--- INSTRUCCIÓN ---
Edita todas las filas de abajo y cambia "Mask list" por "Polygon list" cada vez que aparezca. No toques nada más.

****************

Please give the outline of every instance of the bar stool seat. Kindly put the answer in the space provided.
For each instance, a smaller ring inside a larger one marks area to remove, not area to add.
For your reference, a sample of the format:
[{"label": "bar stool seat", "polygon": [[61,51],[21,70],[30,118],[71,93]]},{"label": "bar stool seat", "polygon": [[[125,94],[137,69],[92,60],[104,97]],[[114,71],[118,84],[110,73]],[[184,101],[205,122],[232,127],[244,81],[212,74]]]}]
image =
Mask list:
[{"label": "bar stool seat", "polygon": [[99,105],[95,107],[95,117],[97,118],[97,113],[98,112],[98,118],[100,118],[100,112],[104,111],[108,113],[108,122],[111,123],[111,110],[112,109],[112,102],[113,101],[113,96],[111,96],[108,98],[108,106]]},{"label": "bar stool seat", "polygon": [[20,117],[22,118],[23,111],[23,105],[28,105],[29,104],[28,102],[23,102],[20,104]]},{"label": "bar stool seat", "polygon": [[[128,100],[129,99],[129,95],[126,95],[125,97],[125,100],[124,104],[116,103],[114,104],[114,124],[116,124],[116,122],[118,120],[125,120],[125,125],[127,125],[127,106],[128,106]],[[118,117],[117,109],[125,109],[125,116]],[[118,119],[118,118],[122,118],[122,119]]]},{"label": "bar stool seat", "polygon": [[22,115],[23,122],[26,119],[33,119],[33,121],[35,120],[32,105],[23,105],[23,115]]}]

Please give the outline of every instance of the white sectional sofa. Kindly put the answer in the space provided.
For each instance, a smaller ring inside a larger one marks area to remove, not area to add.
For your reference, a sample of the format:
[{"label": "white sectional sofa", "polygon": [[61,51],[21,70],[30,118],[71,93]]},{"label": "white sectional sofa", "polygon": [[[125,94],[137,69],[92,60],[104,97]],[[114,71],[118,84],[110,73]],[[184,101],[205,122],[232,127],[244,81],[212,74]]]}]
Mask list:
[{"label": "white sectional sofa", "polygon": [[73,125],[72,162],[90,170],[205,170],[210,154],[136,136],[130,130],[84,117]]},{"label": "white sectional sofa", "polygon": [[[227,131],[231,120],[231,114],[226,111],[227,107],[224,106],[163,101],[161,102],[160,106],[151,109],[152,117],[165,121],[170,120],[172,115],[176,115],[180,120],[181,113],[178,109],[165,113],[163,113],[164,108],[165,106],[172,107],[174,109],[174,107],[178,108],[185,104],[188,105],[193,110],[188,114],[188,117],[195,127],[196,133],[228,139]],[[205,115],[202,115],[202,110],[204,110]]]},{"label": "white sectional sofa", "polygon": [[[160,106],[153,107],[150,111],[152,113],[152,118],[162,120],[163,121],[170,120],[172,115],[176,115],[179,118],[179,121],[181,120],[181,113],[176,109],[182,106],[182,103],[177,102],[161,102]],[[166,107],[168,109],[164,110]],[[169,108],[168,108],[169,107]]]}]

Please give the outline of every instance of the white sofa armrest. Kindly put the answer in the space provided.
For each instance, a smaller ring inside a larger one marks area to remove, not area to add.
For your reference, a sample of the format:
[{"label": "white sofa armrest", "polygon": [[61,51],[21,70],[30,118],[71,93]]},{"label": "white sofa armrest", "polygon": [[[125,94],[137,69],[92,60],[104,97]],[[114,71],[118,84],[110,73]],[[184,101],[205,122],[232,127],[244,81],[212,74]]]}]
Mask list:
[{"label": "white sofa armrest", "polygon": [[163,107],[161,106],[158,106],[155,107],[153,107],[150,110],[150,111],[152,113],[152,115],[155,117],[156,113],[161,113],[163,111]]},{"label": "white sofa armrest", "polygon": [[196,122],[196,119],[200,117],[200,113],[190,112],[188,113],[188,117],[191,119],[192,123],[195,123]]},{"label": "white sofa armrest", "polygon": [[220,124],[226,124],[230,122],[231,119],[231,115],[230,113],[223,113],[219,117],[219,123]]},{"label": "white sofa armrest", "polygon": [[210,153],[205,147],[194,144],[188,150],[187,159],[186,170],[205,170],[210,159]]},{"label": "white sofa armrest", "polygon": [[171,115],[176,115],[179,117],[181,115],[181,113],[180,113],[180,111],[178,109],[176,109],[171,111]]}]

****************

--- RESPUESTA ---
Please give the outline of every instance of the bar stool seat. Kindly put the answer in the space provided.
For each instance, a smaller ring inside a larger one marks area to remove, not area to add.
For your reference, a sample of the format:
[{"label": "bar stool seat", "polygon": [[61,51],[21,70],[30,118],[71,93]]},{"label": "bar stool seat", "polygon": [[[125,94],[137,69],[92,60],[104,97]],[[114,71],[118,84],[110,73]],[[184,101],[205,122],[232,127],[244,81],[212,74]]]}]
image =
Polygon list:
[{"label": "bar stool seat", "polygon": [[99,105],[95,107],[95,117],[97,118],[97,113],[98,112],[98,118],[100,118],[100,112],[104,111],[108,113],[108,122],[111,123],[111,110],[112,109],[112,102],[113,101],[113,96],[111,96],[108,98],[108,106]]},{"label": "bar stool seat", "polygon": [[20,117],[22,118],[23,111],[23,105],[28,105],[29,104],[28,102],[23,102],[20,104]]},{"label": "bar stool seat", "polygon": [[[128,100],[129,99],[129,95],[126,95],[125,97],[125,100],[124,104],[116,103],[114,104],[114,124],[116,124],[116,122],[118,120],[125,120],[125,125],[127,125],[127,106],[128,106]],[[118,117],[117,109],[125,109],[125,116]],[[118,119],[118,118],[122,118],[122,119]]]},{"label": "bar stool seat", "polygon": [[22,115],[23,122],[26,119],[33,119],[33,121],[35,120],[32,105],[23,105],[23,115]]}]

Please give the outline of every instance of the white sectional sofa. Kindly put the answer in the space provided.
For each instance, a smaller ring inside a larger one marks area to remove, not area to add.
For your reference, a sample of the format:
[{"label": "white sectional sofa", "polygon": [[61,51],[21,70],[30,118],[71,93]]},{"label": "white sectional sofa", "polygon": [[[125,94],[137,69],[92,60],[104,97]],[[114,71],[118,84],[110,73]],[[184,101],[205,122],[232,127],[244,81],[212,74]]]}]
Polygon list:
[{"label": "white sectional sofa", "polygon": [[73,125],[72,162],[90,170],[205,170],[210,154],[136,136],[130,130],[84,117]]},{"label": "white sectional sofa", "polygon": [[[227,131],[231,120],[231,114],[226,111],[227,107],[224,106],[163,101],[161,102],[160,106],[151,109],[152,117],[165,121],[170,120],[172,115],[176,115],[180,120],[181,113],[178,109],[165,113],[163,113],[164,108],[165,106],[172,107],[174,109],[174,107],[178,108],[185,104],[188,105],[193,110],[188,114],[188,117],[195,127],[196,133],[228,139]],[[205,115],[202,115],[202,110],[204,110]]]},{"label": "white sectional sofa", "polygon": [[[160,106],[153,107],[150,111],[152,113],[152,118],[162,120],[163,121],[170,120],[172,115],[176,115],[179,118],[179,121],[181,120],[181,113],[176,109],[182,106],[182,103],[177,102],[161,102]],[[166,107],[168,109],[164,110]],[[169,108],[168,108],[169,107]]]}]

Please give the outline of every instance of the white sofa armrest. Kindly put the answer in the space provided.
For each instance, a smaller ring inside a larger one marks area to remove, not area to add.
For your reference, a sample of the format:
[{"label": "white sofa armrest", "polygon": [[61,51],[21,70],[30,118],[71,93]]},{"label": "white sofa armrest", "polygon": [[[125,94],[137,69],[92,60],[104,97]],[[114,71],[118,84],[110,73]],[[184,101],[205,122],[232,127],[244,81],[212,74]]]}]
Polygon list:
[{"label": "white sofa armrest", "polygon": [[163,107],[161,106],[158,106],[155,107],[153,107],[150,110],[150,111],[152,113],[152,115],[155,117],[156,113],[161,113],[163,111]]},{"label": "white sofa armrest", "polygon": [[196,122],[196,119],[200,117],[200,113],[190,112],[188,113],[188,117],[191,119],[192,123],[195,123]]},{"label": "white sofa armrest", "polygon": [[220,124],[226,124],[230,122],[231,119],[231,115],[230,113],[223,113],[219,117],[219,123]]},{"label": "white sofa armrest", "polygon": [[210,153],[205,147],[194,144],[188,150],[187,159],[186,170],[205,170],[210,159]]},{"label": "white sofa armrest", "polygon": [[171,115],[176,115],[179,117],[181,115],[181,113],[180,113],[180,111],[178,109],[176,109],[171,111]]}]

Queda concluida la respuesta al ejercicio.